DOCUMENT SEGMENT

One simple wish now dies. Was my request so great?


----------



## PlayerOffGames (Mar 19, 2007)

i aint awkward at all...
i just like to walk through the mall, stop and talk to the wall
and have a relapse after i just fought through withdrawal
hop in the car little girl, i just bought you a doll


----------



## sean88 (Apr 29, 2006)

It's way too late to be this locked inside our cell... the trouble is that you're in love with someone else. It should be me...


----------



## Soul666 (Oct 29, 2006)

Feeling Nothing ...
Lonely Empty...


----------



## Razorblade Kiss (Oct 29, 2006)

"Waiting for sedation to disconnect my head" ~Elliott Smith


----------



## Razorblade Kiss (Oct 29, 2006)

sean88 said:


> But with nobody in your bed
> The night's hard to get through
> And I will die all alone
> And when I arrive I won't know anyone


Damn good song! 
Even right before that line when he says:

"Do you believe you're missing out, that everything good is happening somewhere else?"

Yes.


----------



## Andre (Feb 27, 2004)

This man is dangerous -- he just shed his load on your best party frock.


----------



## PlayerOffGames (Mar 19, 2007)

flesh is a trap...thats what he used to say...flesh is a trap...and magic sets us free


----------



## njodis (Nov 8, 2006)

Sometimes, some crimes
Go slipping through the cracks
But these two
Gumshoes
Are picking up the slack

There's no case too big, no case too small
When you need help just call...

Chi-chi-chi-chip and Dale (Rescue Rangers)
Chi-chi-chi-chip and Dale (When there's danger)

No no it never fails once they're involved
Somehow whatever's wrong gets solved

Chi-chi-chi-chip and Dale (Rescue Rangers)
Chi-chi-chi-chip and Dale (When there's danger)

No no it fails they'll takes the clues
And find the where's and why's and who's

Chi-chi-chi-chip and Dale (Rescue Rangers)
Chi-chi-chi-chip and Dale (When there's danger)

Chi-chi-chi-chip and Dale!

yeah, I dunno what that means, either.


----------



## ardrum (May 13, 2007)

*Re: re: Post your mood as a quote*



njodis said:


> Sometimes, some crimes
> Go slipping through the cracks
> But these two
> Gumshoes
> ...


This is by FAR the best contribution yet!! :lol


----------



## Roberto (Aug 16, 2004)

You are an obsession
I cannot sleep
I am a possession
Unopened at your feet
There is no balance
No equality
Be still
I will not accept defeat


----------



## psyche (Jul 16, 2007)

WHAT TO WORK ON
(1) In the mood-quote forum thread, who is credited with the quote "Waiting for sedation to disconnect my head"?
(2) Write the next part of the mood-quote forum thread, picking up right after its last header.
The lines that come after this have nothing to do with the forum thread.

RECORDED DATA
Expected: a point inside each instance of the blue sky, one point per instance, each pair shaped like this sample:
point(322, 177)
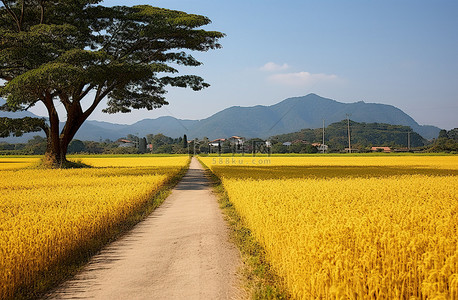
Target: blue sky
point(403, 53)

RESPONSES PER TASK
(1) Elliott Smith

(2)
it's like someone took a knife baby, edgy and dull, and cut a six inch valley through the middle of my soul


****ing LOVE Rescue Rangers. I used to walk around with goggles on my head and a tail as a jumprope. Gadget Hackwrench all the way!! :banana


----------



## sean88 (Apr 29, 2006)

I'm a pitbull in time.


----------



## PlayerOffGames (Mar 19, 2007)

i am the man who lives above the force of good and evil!!!


----------



## WineKitty (Nov 26, 2004)

"I suppose I could be pissed off about what happened to me. But it's hard to stay mad when there's so much beauty in the world...."


----------



## sean88 (Apr 29, 2006)

You should be in my space, you should be in my life... you should be in my space, should be in my life... you could be in my space


----------



## Squizzy (Dec 21, 2004)

B is for believing you'd always be here for me. :sigh


----------



## millenniumman75 (Feb 4, 2005)

"Oh, that's a speck of dust in my eye!"


----------



## ardrum (May 13, 2007)

"This too shall pass."


----------



## PlayerOffGames (Mar 19, 2007)

"im sitting here, in the boring room"


----------



## sean88 (Apr 29, 2006)

No bright skies ahead of me


----------



## VickiO (Jun 5, 2007)

Men are strong so long as they represent a strong idea; they become powerless when they oppose it.
- Sigmund Freud


----------



## PlayerOffGames (Mar 19, 2007)

"if i dont know you dont converse with me just slap mah hand"


----------



## Jack (Dec 29, 2004)

"I think you've had enough!...No? *kick* NOW you've had enough!...*****."

my first real test of the profanity filter (dont ban me!)


----------



## snowyowl (Jan 22, 2012)

One quote, and one quote only.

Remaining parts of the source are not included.